>> start Entries shown

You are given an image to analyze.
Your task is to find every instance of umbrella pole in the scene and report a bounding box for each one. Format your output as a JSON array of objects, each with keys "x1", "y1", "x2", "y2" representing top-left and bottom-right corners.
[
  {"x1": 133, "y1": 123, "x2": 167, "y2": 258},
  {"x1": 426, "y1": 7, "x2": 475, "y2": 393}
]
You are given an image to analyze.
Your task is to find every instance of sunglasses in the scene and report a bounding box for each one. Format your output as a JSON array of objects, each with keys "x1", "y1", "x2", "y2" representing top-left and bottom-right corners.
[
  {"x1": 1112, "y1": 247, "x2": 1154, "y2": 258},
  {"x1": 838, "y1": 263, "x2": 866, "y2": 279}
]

>> end Entries shown
>> start Entries shown

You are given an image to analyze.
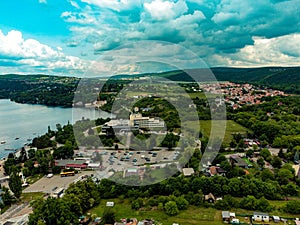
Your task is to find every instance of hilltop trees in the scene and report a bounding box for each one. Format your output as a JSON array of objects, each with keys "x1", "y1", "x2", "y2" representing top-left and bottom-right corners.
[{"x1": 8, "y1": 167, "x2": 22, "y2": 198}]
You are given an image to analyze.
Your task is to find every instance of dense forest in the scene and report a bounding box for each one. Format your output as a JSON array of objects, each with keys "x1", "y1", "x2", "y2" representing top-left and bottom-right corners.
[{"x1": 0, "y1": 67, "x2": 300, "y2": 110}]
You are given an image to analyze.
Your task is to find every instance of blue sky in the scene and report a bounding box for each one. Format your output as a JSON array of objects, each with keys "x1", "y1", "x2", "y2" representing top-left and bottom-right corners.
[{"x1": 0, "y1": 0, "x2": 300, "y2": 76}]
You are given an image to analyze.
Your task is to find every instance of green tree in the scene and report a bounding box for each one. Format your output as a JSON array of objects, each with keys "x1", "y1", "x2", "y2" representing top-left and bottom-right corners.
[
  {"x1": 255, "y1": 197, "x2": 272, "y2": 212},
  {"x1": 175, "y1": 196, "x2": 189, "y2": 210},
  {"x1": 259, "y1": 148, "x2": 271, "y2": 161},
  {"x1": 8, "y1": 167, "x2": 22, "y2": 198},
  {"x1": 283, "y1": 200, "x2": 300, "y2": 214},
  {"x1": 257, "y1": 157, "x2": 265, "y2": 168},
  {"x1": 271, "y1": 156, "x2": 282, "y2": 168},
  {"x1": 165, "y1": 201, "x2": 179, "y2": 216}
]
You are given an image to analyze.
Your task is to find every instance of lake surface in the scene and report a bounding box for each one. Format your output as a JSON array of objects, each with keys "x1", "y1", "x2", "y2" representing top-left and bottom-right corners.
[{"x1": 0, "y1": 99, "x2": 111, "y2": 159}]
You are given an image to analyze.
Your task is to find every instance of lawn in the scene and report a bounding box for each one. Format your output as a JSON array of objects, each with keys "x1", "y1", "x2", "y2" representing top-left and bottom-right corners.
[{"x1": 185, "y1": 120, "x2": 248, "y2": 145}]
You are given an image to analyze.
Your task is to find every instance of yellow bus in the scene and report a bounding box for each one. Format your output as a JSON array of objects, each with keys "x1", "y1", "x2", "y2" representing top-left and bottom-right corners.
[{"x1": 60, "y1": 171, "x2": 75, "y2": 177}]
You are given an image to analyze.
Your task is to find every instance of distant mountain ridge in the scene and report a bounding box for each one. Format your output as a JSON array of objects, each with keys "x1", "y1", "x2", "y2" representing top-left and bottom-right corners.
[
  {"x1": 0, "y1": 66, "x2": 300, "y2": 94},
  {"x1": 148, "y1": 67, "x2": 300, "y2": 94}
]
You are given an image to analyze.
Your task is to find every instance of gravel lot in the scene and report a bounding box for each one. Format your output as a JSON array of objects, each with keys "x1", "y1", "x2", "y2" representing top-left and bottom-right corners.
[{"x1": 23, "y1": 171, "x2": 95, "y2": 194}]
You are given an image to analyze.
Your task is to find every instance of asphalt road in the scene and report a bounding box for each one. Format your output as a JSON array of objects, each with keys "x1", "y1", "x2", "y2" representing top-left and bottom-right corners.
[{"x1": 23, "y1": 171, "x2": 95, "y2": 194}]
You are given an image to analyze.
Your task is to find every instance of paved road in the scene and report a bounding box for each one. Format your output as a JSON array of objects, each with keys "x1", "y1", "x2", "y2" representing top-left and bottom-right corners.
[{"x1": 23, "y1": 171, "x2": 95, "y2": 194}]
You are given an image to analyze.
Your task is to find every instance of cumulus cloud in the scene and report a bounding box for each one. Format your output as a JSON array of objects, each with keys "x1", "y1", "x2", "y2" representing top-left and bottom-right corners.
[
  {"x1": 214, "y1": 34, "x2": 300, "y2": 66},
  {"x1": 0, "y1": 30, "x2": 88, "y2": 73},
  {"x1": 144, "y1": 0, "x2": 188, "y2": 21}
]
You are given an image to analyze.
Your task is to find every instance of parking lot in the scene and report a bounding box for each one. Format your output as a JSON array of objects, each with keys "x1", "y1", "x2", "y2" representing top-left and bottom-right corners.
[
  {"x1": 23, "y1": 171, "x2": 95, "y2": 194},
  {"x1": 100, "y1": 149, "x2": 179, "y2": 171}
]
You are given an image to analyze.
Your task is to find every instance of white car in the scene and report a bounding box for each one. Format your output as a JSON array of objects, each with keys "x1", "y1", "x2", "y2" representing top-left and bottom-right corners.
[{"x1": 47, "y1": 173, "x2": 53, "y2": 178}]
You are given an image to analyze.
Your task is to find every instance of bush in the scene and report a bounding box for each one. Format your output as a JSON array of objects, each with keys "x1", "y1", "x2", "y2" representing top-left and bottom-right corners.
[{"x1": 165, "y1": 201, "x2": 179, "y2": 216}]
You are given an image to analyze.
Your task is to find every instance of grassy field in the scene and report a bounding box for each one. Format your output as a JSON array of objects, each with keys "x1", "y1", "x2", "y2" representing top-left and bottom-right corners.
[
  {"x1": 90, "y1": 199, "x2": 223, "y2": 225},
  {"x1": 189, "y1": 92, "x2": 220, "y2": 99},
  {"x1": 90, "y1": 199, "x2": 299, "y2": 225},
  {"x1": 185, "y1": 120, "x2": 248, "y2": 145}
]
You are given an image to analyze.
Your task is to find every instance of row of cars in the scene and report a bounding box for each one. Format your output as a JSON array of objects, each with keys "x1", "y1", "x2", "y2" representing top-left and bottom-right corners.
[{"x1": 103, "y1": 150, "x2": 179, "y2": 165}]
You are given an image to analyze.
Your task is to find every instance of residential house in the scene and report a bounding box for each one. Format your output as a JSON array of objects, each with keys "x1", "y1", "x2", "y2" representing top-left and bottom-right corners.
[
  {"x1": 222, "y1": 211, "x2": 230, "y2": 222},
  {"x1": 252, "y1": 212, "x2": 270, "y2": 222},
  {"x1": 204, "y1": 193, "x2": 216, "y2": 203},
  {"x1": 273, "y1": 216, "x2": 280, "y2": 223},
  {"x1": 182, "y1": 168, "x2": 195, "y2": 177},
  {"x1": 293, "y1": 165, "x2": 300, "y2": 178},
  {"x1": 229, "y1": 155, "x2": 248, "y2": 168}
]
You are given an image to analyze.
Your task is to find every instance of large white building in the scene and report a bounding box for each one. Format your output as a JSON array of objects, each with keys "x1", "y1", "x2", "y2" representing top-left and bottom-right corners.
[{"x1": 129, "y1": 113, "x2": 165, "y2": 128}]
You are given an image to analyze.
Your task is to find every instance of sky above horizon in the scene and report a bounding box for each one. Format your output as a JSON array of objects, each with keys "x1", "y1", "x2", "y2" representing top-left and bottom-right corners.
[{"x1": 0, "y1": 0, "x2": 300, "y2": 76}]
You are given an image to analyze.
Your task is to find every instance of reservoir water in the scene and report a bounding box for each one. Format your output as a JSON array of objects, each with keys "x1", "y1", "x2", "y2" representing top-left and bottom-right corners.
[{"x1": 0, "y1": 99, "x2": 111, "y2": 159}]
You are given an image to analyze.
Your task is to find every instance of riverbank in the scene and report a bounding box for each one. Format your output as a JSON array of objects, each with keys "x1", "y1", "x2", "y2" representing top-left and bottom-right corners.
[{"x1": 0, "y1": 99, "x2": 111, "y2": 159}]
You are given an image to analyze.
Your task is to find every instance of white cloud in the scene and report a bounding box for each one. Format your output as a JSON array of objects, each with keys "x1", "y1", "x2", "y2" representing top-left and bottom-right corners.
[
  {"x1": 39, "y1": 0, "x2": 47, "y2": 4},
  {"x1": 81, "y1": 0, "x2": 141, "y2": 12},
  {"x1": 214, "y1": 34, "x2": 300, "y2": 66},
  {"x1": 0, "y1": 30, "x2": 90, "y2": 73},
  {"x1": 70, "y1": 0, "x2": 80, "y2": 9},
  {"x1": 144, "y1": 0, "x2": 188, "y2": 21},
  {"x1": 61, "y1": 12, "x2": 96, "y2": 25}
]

>> end Entries shown
>> start Entries shown

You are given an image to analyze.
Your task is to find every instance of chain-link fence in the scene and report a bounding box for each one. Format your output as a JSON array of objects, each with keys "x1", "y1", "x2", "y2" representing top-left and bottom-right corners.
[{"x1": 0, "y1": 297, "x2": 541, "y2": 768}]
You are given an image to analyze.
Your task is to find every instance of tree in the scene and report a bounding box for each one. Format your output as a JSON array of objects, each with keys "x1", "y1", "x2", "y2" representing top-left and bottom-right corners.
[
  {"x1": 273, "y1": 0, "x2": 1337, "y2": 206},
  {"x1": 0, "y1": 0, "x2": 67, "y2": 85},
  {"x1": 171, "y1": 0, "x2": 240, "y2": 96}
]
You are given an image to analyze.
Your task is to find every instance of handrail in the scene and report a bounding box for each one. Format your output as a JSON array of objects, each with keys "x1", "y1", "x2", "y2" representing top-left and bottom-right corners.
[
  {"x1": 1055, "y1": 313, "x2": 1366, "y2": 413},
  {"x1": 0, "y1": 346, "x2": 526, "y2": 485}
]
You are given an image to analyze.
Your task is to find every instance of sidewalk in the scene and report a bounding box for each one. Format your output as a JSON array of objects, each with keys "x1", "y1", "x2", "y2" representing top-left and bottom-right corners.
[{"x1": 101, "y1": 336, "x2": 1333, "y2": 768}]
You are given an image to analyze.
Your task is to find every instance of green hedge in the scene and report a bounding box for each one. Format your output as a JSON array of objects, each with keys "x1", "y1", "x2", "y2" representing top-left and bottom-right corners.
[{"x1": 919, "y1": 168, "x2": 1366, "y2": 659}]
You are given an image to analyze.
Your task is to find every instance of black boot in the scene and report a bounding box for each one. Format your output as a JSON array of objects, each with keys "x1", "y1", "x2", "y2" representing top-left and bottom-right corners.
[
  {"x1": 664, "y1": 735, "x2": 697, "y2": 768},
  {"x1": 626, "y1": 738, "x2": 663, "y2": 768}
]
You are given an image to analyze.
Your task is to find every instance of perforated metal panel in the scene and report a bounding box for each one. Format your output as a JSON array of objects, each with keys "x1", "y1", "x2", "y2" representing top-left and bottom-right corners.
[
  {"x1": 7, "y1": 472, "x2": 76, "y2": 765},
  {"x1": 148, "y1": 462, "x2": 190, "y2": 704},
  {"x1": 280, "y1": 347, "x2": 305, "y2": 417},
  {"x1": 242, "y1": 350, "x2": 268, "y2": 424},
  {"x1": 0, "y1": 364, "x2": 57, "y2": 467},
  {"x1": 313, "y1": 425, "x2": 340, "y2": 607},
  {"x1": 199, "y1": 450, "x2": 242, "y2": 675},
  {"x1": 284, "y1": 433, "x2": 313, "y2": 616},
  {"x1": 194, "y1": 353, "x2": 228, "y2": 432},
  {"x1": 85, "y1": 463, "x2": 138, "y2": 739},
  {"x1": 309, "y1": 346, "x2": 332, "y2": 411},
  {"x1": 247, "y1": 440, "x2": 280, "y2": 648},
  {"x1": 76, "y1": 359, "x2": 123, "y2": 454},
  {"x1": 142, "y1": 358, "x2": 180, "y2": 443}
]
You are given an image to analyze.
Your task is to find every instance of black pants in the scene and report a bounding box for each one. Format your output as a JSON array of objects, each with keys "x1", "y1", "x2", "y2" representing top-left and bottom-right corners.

>> end Entries shown

How many lines in the items above contain the string "chain"? Case counts, and the reply should be the number alone.

Output for this task: 1